▶ [Exercise aim] Reproduce every line of the stored items below as a numbered list, skipping any blank lines and omitting the pictures.

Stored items
====
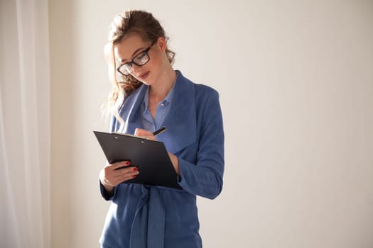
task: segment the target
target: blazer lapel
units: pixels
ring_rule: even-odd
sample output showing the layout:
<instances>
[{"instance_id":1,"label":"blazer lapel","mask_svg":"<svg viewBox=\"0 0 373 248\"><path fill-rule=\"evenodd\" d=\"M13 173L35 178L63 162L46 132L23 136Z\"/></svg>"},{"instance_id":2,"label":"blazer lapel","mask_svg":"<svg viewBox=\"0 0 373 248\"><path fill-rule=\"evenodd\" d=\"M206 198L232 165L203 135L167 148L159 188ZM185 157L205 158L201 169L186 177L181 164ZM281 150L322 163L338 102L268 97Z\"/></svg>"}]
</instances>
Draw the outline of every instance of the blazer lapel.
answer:
<instances>
[{"instance_id":1,"label":"blazer lapel","mask_svg":"<svg viewBox=\"0 0 373 248\"><path fill-rule=\"evenodd\" d=\"M121 116L127 116L127 118L124 120L124 125L121 125L119 128L121 133L133 135L136 128L143 128L139 108L147 87L147 85L141 85L124 101L119 115Z\"/></svg>"},{"instance_id":2,"label":"blazer lapel","mask_svg":"<svg viewBox=\"0 0 373 248\"><path fill-rule=\"evenodd\" d=\"M195 142L197 137L194 84L179 71L175 84L170 111L164 120L167 130L159 137L173 154Z\"/></svg>"}]
</instances>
====
▶ [The completed task]
1. task: segment the target
2. target: blazer lapel
3. units: pixels
4. ring_rule: even-odd
5. sample output showing the layout:
6. <instances>
7. [{"instance_id":1,"label":"blazer lapel","mask_svg":"<svg viewBox=\"0 0 373 248\"><path fill-rule=\"evenodd\" d=\"M13 173L35 178L63 162L46 132L23 136Z\"/></svg>"},{"instance_id":2,"label":"blazer lapel","mask_svg":"<svg viewBox=\"0 0 373 248\"><path fill-rule=\"evenodd\" d=\"M206 198L232 165L203 135L167 148L159 188ZM185 157L205 158L201 169L186 177L181 164ZM281 150L322 163L338 102L268 97Z\"/></svg>"}]
8. </instances>
9. Draw the outline of every instance of the blazer lapel.
10. answer:
11. <instances>
12. [{"instance_id":1,"label":"blazer lapel","mask_svg":"<svg viewBox=\"0 0 373 248\"><path fill-rule=\"evenodd\" d=\"M121 116L127 116L127 118L124 120L124 125L121 125L119 128L121 133L133 135L136 128L143 128L139 108L147 87L147 85L141 85L124 101L119 115Z\"/></svg>"},{"instance_id":2,"label":"blazer lapel","mask_svg":"<svg viewBox=\"0 0 373 248\"><path fill-rule=\"evenodd\" d=\"M195 142L197 137L194 84L179 71L175 84L170 111L164 120L167 130L159 137L173 154Z\"/></svg>"}]
13. </instances>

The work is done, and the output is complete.